#### [WORK INSTRUCTIONS]
Out of all the lines below, count those with the word "curly". Give the number only.

===== INPUT RECORDS

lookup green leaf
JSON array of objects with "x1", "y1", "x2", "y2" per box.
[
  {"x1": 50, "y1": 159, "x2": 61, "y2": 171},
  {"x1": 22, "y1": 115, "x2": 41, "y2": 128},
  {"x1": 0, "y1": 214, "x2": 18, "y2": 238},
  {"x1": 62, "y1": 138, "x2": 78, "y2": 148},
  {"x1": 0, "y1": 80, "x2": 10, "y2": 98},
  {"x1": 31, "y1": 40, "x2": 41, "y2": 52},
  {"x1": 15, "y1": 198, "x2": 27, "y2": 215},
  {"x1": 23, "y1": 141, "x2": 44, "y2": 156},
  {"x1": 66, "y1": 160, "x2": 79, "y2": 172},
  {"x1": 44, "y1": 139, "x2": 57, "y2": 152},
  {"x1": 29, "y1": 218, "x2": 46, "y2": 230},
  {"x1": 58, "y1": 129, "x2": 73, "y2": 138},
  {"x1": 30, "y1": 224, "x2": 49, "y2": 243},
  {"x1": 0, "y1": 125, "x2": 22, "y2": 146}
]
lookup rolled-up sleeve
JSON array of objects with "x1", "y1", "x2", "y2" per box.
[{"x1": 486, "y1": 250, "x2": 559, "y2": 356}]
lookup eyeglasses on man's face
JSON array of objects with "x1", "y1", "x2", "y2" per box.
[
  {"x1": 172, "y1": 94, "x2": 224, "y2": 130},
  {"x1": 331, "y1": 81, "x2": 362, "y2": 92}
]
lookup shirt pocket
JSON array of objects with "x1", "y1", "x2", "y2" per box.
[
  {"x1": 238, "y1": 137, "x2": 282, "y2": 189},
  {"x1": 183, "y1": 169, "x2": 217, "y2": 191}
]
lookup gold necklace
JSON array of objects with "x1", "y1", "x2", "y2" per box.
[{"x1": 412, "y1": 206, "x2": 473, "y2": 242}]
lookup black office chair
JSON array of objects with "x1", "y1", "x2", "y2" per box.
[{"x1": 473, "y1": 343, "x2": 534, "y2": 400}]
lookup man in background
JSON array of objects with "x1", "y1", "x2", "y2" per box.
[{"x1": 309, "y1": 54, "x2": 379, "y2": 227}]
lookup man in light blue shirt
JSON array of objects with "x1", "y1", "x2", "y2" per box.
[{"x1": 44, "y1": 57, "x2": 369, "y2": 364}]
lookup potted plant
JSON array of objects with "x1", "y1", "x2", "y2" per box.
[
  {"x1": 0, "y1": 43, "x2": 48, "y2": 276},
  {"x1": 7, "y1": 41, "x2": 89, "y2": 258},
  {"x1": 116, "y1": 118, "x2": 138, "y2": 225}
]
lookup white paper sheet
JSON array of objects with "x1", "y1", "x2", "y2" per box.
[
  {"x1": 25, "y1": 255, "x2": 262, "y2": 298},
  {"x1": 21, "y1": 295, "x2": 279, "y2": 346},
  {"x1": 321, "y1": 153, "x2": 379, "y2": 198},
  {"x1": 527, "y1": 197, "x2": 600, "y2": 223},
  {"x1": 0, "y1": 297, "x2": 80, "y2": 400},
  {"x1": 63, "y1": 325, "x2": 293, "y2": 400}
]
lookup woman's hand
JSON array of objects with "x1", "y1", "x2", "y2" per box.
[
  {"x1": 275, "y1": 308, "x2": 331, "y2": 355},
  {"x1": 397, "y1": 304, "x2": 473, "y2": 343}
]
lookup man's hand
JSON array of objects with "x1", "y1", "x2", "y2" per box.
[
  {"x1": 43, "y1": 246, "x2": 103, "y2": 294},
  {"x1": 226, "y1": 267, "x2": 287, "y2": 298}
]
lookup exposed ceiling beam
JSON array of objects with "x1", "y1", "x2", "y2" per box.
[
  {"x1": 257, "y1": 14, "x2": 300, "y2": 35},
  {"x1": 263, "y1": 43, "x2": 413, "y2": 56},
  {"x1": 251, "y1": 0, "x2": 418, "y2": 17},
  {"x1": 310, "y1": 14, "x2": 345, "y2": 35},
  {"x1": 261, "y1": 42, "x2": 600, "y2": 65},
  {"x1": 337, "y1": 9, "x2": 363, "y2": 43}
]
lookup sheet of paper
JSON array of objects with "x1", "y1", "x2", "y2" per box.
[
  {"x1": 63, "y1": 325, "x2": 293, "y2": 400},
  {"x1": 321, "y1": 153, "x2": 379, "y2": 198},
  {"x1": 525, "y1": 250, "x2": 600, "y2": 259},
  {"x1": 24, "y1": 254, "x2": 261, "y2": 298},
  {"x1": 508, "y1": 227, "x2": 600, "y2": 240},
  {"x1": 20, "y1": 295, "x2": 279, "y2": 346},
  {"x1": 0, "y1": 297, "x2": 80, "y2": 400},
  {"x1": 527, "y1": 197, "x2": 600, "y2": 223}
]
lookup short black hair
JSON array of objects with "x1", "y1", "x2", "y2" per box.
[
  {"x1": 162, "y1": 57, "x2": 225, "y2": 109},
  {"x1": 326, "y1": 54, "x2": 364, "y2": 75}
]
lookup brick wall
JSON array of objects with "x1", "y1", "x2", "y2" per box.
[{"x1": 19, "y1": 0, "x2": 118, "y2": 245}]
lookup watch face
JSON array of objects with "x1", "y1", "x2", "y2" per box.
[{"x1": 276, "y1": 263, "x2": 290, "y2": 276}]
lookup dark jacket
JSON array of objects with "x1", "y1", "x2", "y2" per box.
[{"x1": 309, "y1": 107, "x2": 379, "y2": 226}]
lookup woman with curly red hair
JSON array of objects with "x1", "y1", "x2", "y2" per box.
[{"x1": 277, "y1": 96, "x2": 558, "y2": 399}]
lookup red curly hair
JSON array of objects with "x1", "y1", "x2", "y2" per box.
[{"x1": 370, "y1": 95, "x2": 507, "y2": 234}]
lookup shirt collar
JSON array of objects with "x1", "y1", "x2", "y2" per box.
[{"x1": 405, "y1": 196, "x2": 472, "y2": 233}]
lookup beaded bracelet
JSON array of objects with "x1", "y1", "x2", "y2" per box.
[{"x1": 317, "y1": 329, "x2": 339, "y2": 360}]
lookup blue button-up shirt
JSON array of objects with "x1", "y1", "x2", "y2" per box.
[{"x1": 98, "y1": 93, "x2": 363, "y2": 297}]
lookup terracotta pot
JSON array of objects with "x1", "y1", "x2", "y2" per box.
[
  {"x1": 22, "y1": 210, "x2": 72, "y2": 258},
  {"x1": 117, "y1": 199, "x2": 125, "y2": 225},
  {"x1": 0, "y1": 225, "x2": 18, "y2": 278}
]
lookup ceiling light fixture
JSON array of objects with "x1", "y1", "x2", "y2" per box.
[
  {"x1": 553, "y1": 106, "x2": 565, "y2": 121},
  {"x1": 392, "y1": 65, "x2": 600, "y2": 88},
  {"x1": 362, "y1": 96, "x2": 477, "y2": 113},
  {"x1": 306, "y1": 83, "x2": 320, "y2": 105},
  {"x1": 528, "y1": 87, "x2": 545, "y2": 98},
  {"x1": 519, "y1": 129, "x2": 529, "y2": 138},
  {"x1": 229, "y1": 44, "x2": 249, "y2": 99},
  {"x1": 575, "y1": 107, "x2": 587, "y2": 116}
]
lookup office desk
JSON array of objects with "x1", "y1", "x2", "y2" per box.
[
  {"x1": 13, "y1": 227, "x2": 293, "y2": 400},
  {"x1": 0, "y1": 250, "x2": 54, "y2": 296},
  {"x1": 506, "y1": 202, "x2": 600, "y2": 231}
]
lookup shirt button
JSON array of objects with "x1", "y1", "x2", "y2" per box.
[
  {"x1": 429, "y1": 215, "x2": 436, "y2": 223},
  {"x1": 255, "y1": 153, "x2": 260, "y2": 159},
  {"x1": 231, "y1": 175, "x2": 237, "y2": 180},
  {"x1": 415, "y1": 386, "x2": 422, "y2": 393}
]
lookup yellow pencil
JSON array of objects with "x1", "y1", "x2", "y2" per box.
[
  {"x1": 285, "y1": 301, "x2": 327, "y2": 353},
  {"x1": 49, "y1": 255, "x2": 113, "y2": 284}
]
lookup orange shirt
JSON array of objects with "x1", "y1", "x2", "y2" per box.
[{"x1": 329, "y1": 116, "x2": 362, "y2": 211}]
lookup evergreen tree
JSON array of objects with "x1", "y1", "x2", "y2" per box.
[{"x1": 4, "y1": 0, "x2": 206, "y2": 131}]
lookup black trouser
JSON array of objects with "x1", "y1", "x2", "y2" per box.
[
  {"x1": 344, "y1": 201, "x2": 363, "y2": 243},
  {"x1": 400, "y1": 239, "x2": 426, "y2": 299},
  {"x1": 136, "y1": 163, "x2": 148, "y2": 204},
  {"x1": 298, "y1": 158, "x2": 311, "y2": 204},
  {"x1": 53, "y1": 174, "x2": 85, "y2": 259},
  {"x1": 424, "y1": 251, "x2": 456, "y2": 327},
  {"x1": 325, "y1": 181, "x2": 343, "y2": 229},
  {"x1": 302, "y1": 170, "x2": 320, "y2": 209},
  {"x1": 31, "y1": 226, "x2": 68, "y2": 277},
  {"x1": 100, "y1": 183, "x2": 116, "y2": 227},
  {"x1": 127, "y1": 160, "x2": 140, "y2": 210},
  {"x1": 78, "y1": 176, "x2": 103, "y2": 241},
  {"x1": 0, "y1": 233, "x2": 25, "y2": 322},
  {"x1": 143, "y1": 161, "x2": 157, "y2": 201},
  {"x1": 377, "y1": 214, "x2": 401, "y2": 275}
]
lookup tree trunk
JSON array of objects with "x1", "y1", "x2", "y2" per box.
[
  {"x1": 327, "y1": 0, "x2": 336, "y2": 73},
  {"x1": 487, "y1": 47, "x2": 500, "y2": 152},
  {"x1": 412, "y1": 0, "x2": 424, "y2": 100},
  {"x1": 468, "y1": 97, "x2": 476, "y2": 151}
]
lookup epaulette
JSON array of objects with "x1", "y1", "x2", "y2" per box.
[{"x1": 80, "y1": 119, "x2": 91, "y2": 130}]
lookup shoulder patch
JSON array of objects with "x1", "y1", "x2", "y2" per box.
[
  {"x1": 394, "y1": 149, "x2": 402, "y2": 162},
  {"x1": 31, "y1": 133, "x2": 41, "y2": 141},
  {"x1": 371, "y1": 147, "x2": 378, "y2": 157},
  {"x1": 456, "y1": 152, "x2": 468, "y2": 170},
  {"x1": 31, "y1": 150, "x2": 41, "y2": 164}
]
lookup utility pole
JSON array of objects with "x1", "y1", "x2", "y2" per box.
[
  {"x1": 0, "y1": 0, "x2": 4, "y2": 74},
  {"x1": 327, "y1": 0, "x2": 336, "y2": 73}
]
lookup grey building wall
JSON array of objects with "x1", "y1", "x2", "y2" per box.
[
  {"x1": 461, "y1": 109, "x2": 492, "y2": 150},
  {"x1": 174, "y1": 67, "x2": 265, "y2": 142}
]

==========

#### [TASK SOLUTION]
2